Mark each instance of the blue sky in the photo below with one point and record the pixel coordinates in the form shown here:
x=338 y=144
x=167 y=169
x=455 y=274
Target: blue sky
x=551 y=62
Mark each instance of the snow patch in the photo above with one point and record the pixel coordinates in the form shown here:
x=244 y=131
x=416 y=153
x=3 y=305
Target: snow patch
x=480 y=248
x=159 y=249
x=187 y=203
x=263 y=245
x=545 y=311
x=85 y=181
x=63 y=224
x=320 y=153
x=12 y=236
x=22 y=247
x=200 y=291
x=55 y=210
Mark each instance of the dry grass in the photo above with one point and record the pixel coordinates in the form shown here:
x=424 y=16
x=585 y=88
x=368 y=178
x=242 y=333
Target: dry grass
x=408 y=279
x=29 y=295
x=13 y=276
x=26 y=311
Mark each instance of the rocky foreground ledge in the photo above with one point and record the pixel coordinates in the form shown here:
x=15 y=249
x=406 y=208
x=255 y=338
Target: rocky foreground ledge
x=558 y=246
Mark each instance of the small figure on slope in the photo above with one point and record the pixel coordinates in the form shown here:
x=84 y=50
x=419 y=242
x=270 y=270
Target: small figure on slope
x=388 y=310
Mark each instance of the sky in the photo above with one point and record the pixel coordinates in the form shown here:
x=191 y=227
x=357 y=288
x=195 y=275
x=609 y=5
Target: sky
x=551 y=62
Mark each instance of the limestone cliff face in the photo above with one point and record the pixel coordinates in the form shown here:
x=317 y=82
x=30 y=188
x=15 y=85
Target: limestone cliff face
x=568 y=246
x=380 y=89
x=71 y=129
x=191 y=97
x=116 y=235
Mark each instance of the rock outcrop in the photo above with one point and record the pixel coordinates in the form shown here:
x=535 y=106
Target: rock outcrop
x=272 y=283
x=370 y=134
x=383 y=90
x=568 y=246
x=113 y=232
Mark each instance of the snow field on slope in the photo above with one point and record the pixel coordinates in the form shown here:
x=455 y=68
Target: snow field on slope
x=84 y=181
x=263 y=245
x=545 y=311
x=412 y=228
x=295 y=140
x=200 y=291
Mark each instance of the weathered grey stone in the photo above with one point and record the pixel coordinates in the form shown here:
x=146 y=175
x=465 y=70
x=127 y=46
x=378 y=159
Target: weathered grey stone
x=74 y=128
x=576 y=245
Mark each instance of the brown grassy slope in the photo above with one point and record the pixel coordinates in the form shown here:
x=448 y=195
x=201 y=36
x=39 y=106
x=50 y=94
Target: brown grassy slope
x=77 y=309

· · · ·

__To do__.
Copy out every line of the material above word for word, changing nothing.

__Completed exercise__.
Mark each instance of the blue sky in the photo below with one point and record the pixel coordinates in the form shown here:
x=338 y=144
x=167 y=169
x=455 y=274
Target: blue sky
x=551 y=62
Mark each instance of the snow patch in the photo above with one point and record the pixel coordinates in the form shown here:
x=244 y=131
x=416 y=153
x=3 y=305
Target: snow patch
x=480 y=248
x=159 y=249
x=187 y=203
x=263 y=245
x=545 y=311
x=85 y=181
x=63 y=224
x=320 y=153
x=12 y=236
x=22 y=247
x=200 y=291
x=55 y=210
Mark each instance of the dry grass in the photo above with one point and record the pixel coordinates in the form shown here:
x=424 y=16
x=585 y=88
x=368 y=178
x=242 y=333
Target: dry grass
x=408 y=279
x=29 y=295
x=13 y=276
x=26 y=311
Mark each instance of the rocky foreground ledge in the photo above with one point and record the pixel coordinates in the form shown here:
x=15 y=249
x=406 y=208
x=255 y=338
Target: rocky foreground ledge
x=558 y=246
Mark each instance of the small figure on slope in the photo above with one point and record the pixel coordinates in the form shown here:
x=84 y=50
x=419 y=242
x=270 y=270
Target: small figure on slope
x=388 y=310
Mark each instance of the sky in the photo above with one point and record the pixel coordinates in the form shown here:
x=191 y=227
x=357 y=288
x=195 y=275
x=609 y=5
Target: sky
x=551 y=62
Mark each instance of the limestone cliff face in the photo above with one point and record the pixel coordinates in the form shown here:
x=317 y=82
x=30 y=188
x=15 y=85
Target: limestone cliff face
x=568 y=246
x=380 y=89
x=71 y=129
x=191 y=97
x=116 y=235
Mark each instance of the rock outcrop in the photo above with one point and record the pixel coordinates in the form shown here:
x=535 y=106
Target: rock outcrop
x=272 y=283
x=370 y=134
x=383 y=90
x=568 y=246
x=113 y=232
Mark each instance of the snow field on slope in the photo above with one point and record the pixel coordinates in the form shown here:
x=455 y=68
Target: snow field on slope
x=84 y=181
x=263 y=245
x=545 y=311
x=412 y=228
x=295 y=140
x=200 y=291
Mark each instance of the weathered grey stone in the photo above with one point and record the pixel coordinates in the form shown here:
x=146 y=175
x=465 y=70
x=127 y=46
x=378 y=159
Target: weathered grey stone
x=74 y=128
x=576 y=245
Mark each instance of the brown grassy slope in the photo above with one point and record the pixel coordinates in the form shown here:
x=448 y=195
x=201 y=36
x=39 y=106
x=50 y=94
Target: brown grassy slope
x=77 y=309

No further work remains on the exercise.